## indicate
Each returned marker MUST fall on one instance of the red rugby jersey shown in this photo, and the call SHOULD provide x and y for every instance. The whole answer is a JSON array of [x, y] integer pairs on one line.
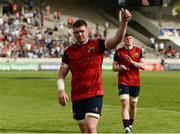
[[131, 77], [85, 63]]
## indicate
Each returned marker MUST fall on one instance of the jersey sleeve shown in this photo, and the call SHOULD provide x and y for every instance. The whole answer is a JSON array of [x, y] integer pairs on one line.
[[116, 58], [65, 58], [102, 46], [141, 55]]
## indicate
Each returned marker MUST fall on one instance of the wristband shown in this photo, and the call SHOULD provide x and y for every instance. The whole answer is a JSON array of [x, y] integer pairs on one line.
[[60, 84]]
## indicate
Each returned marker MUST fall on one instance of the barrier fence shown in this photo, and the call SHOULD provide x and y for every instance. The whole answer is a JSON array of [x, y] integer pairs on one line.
[[53, 65]]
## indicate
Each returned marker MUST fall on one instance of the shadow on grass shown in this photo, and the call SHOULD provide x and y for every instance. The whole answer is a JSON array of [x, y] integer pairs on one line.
[[33, 131], [26, 78]]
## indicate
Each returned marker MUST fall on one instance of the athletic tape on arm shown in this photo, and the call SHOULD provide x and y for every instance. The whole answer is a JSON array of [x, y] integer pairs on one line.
[[60, 84]]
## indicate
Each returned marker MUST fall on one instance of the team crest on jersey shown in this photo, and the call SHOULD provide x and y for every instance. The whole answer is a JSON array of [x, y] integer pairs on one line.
[[136, 55], [91, 50]]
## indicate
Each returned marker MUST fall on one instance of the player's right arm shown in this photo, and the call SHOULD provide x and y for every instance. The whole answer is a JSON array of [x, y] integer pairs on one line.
[[62, 96]]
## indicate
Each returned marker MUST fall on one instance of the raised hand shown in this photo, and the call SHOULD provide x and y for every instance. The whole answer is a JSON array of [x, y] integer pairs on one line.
[[124, 15]]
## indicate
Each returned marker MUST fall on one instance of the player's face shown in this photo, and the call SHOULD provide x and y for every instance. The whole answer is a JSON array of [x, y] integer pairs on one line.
- - -
Copy out all the records exactly, excluding pictures.

• _CORRECT RESPONSE_:
## indicate
Each returned marker MUST fall on one instance of the red rugby jersey shown in this photo, and the call SHOULD provide x and y for every instance. The whole answer is a JSON array of [x, y] integer pairs on one line.
[[131, 77], [85, 63]]
## indicate
Each returned marker MUST fall on one instance of the jersey sleeve shown in this photo, and the call SHOULD provide x and y for every instance. The whole answer is a JSON array of [x, y] integer pairs on one line.
[[116, 58], [65, 58], [102, 46], [141, 55]]
## indicate
Each returned marker MUST fall on one instance of the wristband shown in this photo, and the call SHOULD provide x and y for every instance. The whole answer is a JSON array of [x, y] integer pairs on one line.
[[60, 84]]
## indicate
Each returned marker MUST fall on one instance of the barrier fence shown in this photo, and the call SHOULD provide x and y for every instance. The whole answer is a JSON array of [x, y] integer pairs on one line.
[[53, 65]]
## indicate
Each returned marker MUST fall on one instance of the shadow on grass shown in this photo, and the call SHOULD provide x and y for every instance. The whole answer is a JSON array of [x, y] integer pairs on one line.
[[33, 131], [26, 78]]
## indicate
Each returned marker MUST fall on one instance of the athletic tape on arm shown in this photo, and the call SHOULD provide x and y for every instance. The whole answer is a JSON array of [x, y] integer pairs on one line.
[[60, 84]]
## indicate
Each returned marker MUST fall on one instance of the team crest on jersey shown in this photo, and the call SHOULD provide x and y for every instance. The whole answer is a JSON array of [x, y] integer pairs on one line.
[[136, 55], [91, 50]]
## indicate
Each returned marker MUST fall on one instance of the player's right arm shown in this photo, and the call SHOULD provide x and y for every instance. The whole answer is a JSON array of [x, y] integer pairs on one line.
[[62, 96]]
## indicate
Each returned marker MUST fall on one instance of the raised hand shown in this photo, and the call SHOULD provide x and y for every instance. The whole answer is a JSON array of [x, y] integer pairs on one line.
[[124, 15]]
## indicate
Each returned marker MUST fall on one instance of the player's face shown in this photo, and the call SHOULD provide x and y for every instance. The whole answer is a JSON array of [x, y] integer pairs on one line.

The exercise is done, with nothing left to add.